[Segmentation labeling entries]
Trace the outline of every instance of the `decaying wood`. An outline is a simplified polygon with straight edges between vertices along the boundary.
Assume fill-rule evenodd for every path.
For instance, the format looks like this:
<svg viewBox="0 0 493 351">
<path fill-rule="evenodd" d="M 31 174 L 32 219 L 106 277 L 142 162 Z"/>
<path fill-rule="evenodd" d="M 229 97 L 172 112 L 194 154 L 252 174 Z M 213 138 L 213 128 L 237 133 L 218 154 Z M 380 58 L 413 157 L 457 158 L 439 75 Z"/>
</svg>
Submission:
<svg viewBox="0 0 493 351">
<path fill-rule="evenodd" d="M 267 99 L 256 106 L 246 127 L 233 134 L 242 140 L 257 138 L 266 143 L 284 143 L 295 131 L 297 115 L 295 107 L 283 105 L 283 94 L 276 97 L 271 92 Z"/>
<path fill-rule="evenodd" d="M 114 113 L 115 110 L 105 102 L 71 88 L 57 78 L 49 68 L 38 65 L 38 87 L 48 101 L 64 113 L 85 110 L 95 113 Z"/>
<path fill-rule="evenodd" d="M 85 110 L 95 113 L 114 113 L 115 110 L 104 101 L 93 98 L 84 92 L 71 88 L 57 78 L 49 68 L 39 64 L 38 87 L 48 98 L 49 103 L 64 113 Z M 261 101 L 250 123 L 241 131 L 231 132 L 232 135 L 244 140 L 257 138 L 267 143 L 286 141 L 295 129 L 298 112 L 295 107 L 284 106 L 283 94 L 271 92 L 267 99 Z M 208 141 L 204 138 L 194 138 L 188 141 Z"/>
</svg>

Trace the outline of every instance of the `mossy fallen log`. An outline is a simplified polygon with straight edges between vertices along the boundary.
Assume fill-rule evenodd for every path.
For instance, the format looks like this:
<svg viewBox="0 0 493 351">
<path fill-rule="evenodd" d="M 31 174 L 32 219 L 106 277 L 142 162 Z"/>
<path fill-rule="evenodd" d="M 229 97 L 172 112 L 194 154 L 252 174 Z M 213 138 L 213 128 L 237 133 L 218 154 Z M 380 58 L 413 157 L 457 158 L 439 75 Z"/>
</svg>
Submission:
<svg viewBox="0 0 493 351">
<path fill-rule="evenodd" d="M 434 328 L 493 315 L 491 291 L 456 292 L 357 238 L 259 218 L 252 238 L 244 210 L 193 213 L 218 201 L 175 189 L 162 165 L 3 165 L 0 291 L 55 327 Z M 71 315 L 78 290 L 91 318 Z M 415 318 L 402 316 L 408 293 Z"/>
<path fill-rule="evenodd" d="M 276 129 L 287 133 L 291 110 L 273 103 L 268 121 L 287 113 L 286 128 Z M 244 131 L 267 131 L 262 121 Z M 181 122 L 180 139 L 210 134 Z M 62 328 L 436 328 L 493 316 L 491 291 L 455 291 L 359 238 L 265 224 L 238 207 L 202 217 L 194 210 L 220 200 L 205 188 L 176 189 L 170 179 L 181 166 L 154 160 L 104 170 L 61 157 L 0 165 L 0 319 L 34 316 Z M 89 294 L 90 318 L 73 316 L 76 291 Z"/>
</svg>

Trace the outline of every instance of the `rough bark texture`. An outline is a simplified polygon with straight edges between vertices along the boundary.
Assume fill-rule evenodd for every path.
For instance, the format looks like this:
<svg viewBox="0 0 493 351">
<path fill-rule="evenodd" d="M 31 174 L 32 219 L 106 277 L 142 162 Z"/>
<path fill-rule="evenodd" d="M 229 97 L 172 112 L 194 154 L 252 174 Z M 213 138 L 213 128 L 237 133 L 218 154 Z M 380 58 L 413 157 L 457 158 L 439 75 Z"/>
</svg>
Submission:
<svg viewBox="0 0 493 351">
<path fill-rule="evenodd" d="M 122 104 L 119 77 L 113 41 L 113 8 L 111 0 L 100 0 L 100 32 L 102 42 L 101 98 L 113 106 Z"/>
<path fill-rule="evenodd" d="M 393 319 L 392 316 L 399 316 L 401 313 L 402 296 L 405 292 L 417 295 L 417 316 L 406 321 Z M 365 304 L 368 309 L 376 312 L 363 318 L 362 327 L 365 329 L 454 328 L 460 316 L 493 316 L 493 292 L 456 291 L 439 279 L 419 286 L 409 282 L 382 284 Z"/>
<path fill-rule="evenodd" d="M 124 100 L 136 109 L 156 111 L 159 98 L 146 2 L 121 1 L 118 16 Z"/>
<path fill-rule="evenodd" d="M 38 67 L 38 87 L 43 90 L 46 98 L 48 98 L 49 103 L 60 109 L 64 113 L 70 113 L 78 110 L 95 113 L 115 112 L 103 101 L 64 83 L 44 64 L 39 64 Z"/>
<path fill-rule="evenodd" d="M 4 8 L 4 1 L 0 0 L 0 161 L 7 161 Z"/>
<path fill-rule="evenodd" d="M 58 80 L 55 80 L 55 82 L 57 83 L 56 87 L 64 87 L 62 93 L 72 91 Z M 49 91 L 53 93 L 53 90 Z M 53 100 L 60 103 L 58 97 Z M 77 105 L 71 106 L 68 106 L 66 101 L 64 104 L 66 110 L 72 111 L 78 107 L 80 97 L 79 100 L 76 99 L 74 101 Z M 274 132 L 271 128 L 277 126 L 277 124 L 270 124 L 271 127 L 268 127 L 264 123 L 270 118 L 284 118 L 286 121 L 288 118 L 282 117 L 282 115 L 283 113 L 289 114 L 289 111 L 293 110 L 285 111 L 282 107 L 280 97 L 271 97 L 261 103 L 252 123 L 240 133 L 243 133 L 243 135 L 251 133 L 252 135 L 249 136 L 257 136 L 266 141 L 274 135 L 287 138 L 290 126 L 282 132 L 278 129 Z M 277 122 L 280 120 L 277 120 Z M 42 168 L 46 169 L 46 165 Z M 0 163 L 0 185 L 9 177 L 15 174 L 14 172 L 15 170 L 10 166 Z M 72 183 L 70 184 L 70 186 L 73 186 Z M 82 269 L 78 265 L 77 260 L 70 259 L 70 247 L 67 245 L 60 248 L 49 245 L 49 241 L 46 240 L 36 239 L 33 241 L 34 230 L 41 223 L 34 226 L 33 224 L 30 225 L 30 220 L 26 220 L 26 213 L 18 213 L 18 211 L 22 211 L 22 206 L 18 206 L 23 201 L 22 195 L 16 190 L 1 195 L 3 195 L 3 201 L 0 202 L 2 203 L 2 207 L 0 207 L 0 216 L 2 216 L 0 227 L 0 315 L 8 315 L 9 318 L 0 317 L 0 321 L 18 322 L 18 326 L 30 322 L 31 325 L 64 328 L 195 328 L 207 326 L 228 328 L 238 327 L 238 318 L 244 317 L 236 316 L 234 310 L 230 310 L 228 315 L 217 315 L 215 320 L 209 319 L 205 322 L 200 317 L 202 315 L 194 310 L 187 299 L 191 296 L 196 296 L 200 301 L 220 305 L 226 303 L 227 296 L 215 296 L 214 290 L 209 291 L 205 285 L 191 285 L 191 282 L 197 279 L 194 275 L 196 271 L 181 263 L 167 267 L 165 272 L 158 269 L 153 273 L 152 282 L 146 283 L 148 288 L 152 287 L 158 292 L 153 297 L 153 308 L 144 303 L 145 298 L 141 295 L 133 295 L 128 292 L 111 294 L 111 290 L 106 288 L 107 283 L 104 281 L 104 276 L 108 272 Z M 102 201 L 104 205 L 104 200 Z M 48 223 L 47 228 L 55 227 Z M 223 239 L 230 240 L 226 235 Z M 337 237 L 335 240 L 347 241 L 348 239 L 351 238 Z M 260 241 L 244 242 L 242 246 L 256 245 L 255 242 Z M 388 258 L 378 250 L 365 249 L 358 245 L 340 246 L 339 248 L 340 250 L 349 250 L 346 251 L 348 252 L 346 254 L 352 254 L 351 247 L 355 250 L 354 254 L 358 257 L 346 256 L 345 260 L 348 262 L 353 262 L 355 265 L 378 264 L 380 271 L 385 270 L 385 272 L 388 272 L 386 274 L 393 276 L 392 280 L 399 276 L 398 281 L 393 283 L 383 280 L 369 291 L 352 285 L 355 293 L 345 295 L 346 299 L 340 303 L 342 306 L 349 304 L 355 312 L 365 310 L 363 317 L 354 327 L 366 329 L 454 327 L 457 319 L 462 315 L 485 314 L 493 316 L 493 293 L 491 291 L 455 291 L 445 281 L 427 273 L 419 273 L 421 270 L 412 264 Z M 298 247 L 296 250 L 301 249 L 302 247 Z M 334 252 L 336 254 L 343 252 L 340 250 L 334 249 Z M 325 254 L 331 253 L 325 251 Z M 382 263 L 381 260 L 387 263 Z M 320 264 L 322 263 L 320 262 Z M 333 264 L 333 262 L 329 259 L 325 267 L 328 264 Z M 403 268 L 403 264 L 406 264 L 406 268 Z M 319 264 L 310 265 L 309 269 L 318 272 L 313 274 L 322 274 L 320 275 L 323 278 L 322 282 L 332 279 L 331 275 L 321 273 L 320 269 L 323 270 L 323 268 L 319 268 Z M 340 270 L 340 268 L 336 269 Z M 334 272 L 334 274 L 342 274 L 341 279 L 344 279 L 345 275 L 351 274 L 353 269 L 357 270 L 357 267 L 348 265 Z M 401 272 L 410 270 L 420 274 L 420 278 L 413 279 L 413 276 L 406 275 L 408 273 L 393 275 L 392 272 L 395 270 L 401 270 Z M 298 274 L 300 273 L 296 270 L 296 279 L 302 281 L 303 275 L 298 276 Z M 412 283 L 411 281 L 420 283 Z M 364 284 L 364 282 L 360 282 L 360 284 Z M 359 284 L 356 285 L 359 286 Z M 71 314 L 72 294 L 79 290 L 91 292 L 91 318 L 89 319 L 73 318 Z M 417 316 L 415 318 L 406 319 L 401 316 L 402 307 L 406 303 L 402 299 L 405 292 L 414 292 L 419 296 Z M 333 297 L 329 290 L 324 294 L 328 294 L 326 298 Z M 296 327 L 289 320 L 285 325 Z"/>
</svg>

> The problem
Reproduce the records unchanged, starting at their first line and ending at the line that contains "115 110 L 105", with both of those lines included.

> Final result
Trace the outline of every instance of the `decaying wood`. An outline is a simplified polygon with straight edges between vertices along the boundary.
Assume fill-rule evenodd for every path.
For instance, the format looks like this:
<svg viewBox="0 0 493 351">
<path fill-rule="evenodd" d="M 31 174 L 32 219 L 106 277 L 142 162 Z"/>
<path fill-rule="evenodd" d="M 229 97 L 172 112 L 194 154 L 252 174 Z M 213 138 L 213 128 L 237 133 L 218 154 Z M 380 58 L 413 157 L 457 158 L 439 75 Z"/>
</svg>
Submission:
<svg viewBox="0 0 493 351">
<path fill-rule="evenodd" d="M 267 99 L 256 106 L 246 127 L 233 134 L 242 140 L 257 138 L 266 143 L 284 143 L 295 131 L 297 115 L 295 107 L 283 105 L 283 94 L 276 97 L 271 92 Z"/>
<path fill-rule="evenodd" d="M 114 113 L 115 110 L 105 102 L 71 88 L 57 78 L 49 68 L 38 65 L 38 87 L 48 101 L 64 113 L 85 110 L 95 113 Z"/>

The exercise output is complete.